## Passage provided

Each chamber 461 includes one box 462 and a corresponding one of
the heat-resistant glass plates 38A to 38E which is attached to
cover the opening of the box 462. The box 462 has an air supply
port 463 and exhaust port 464 respectively formed in a pair of
walls parallel to the sheet convey direction. The air supply port
463 is connected to an air supply pipe 49a, and the exhaust port
464 is connected to an exhaust pipe 49b. Air 382 supplied into the
chambers 461 from the air supply pipe 49a cools the corresponding
infrared lamp 46 and is discharged upward from the discharge holes
381.
[0035] As shown in FIG. 4, each of the guide plates 39A to 39E has
a large number of discharge holes 431 which are formed throughout
the entire portion, discharge holes 432 and 433 respectively formed
in the two side regions close to the adjacent heat-resistant glass
plates, and discharge holes 434 formed at the central region in the
widthwise direction of the paper sheet 40. Air supplied from
corresponding ducts 44 is discharged through the discharge holes
431, 432, 433, and 434. Five ducts 44A to 44E are disposed in the
lower-surface dryer 36A to correspond to the guide plates 39A to
39E.
[0036] Air 451 from the discharge holes 431, of the discharge holes
431, 432, 433, and 434, is directed in the widthwise direction of
the paper sheet 40, as shown in FIG. 4, and discharged to flow
along the lower surface of the conveyed paper sheet 40, as shown in
FIG. 7A. More specifically, the air 451 from the discharge holes
431 which are close to the right side in the sheet convey direction
is discharged rightward from the central portion, and the air 451
from the discharge holes 431 which are close to the left side in
the sheet convey direction is discharged leftward from the central
portion. Air 452 and air 453 from the discharge holes 432, 433, and
434 are discharged upward, as shown in FIG. 8.
[0037] As shown in FIG. 3A, the set of the second heat-resistant
glass plate 38B from the upstream side in the sheet convey
direction and the guide plate 39B continuous to it, and the
lower-surface drying lamp 46A accommodated in the chamber 461
corresponding to the heat-resistant glass plate 38B form a first
lower-surface drying unit 51A. The set of the third heat-resistant
glass plate 38C from the upstream side in the sheet convey
direction and the guide plate 39C continuous to it, and the
lower-surface drying lamp 46B accommodated in the chamber 461
corresponding to the heat-resistant glass plate 38C form a second
lower-surface drying unit 51B. The set of the fourth heat-resistant
glass plate 38D from the upstream side in the sheet convey
direction and the guide plate 39D continuous to it, and the
lower-surface drying lamp 46C accommodated in the chamber 461
corresponding to the heat-resistant glass plate 38D form a third
lower-surface drying unit 51C.

## Provided records
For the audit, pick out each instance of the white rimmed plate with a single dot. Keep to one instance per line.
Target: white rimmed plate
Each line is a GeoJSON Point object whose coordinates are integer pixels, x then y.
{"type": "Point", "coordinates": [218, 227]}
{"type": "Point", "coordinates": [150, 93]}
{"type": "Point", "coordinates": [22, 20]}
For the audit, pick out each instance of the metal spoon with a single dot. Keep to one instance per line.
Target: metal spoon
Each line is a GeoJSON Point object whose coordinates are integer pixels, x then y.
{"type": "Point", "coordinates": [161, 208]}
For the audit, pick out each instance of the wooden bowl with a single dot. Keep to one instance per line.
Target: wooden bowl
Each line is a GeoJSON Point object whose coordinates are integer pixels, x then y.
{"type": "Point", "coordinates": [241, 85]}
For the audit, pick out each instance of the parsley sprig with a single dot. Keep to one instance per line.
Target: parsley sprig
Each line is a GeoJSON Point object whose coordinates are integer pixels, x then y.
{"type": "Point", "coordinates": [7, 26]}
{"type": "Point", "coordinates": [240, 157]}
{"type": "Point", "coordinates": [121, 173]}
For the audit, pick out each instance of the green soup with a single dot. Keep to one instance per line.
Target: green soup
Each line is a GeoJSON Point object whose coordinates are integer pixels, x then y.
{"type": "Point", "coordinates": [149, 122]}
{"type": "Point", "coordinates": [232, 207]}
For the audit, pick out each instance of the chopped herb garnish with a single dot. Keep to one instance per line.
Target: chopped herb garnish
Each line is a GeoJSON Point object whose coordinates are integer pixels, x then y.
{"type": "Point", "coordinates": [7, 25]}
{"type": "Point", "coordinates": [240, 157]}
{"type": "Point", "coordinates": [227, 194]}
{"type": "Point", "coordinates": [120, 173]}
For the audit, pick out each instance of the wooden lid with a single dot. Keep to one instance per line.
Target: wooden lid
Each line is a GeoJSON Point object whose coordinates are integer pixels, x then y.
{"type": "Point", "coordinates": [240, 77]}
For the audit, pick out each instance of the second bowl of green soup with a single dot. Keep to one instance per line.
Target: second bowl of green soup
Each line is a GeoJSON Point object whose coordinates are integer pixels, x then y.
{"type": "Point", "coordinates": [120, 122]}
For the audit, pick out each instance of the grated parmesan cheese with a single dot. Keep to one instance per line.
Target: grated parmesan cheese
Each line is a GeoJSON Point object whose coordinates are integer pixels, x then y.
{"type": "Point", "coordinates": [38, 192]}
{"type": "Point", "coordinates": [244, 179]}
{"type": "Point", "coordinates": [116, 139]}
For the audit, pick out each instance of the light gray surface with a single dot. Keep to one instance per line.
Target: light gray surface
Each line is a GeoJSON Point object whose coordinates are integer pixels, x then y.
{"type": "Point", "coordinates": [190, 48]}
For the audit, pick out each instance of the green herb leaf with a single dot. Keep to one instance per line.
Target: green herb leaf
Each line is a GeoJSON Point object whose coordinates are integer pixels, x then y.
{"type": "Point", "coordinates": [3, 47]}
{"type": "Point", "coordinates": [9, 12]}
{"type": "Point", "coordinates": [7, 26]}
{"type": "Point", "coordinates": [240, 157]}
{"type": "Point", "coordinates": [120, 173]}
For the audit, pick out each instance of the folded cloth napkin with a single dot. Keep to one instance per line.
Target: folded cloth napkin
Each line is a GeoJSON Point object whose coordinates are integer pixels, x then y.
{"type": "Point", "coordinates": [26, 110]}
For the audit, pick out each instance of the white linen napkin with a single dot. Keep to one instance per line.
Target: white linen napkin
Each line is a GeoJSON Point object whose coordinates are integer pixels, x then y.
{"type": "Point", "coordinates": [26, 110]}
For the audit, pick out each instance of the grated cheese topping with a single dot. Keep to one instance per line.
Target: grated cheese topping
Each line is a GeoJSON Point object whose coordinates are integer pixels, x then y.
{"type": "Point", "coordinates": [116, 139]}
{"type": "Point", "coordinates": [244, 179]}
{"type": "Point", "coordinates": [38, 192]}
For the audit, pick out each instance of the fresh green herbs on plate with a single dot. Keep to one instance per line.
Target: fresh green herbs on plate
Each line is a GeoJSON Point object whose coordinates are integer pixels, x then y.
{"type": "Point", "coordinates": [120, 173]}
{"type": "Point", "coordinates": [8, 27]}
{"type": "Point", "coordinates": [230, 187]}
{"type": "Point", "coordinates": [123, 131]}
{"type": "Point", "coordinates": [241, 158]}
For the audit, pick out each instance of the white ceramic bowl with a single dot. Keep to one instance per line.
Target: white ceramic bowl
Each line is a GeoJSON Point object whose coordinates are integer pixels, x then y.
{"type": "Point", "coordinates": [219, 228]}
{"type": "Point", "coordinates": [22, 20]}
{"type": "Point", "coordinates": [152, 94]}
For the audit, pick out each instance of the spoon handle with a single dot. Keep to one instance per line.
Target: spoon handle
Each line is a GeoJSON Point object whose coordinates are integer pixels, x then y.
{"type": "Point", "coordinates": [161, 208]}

## Short problem A
Retype the part of the dryer passage between "[0036] Air 451" and "shown in FIG. 8.", inclusive.
## Short problem B
Name each figure that the dryer passage refers to. List each one once, in the order it first appears.

## Final answer A
[0036] Air 451 from the discharge holes 431, of the discharge holes
431, 432, 433, and 434, is directed in the widthwise direction of
the paper sheet 40, as shown in FIG. 4, and discharged to flow
along the lower surface of the conveyed paper sheet 40, as shown in
FIG. 7A. More specifically, the air 451 from the discharge holes
431 which are close to the right side in the sheet convey direction
is discharged rightward from the central portion, and the air 451
from the discharge holes 431 which are close to the left side in
the sheet convey direction is discharged leftward from the central
portion. Air 452 and air 453 from the discharge holes 432, 433, and
434 are discharged upward, as shown in FIG. 8.

## Final answer B
FIG. 4, FIG. 7A, FIG. 8, FIG. 3A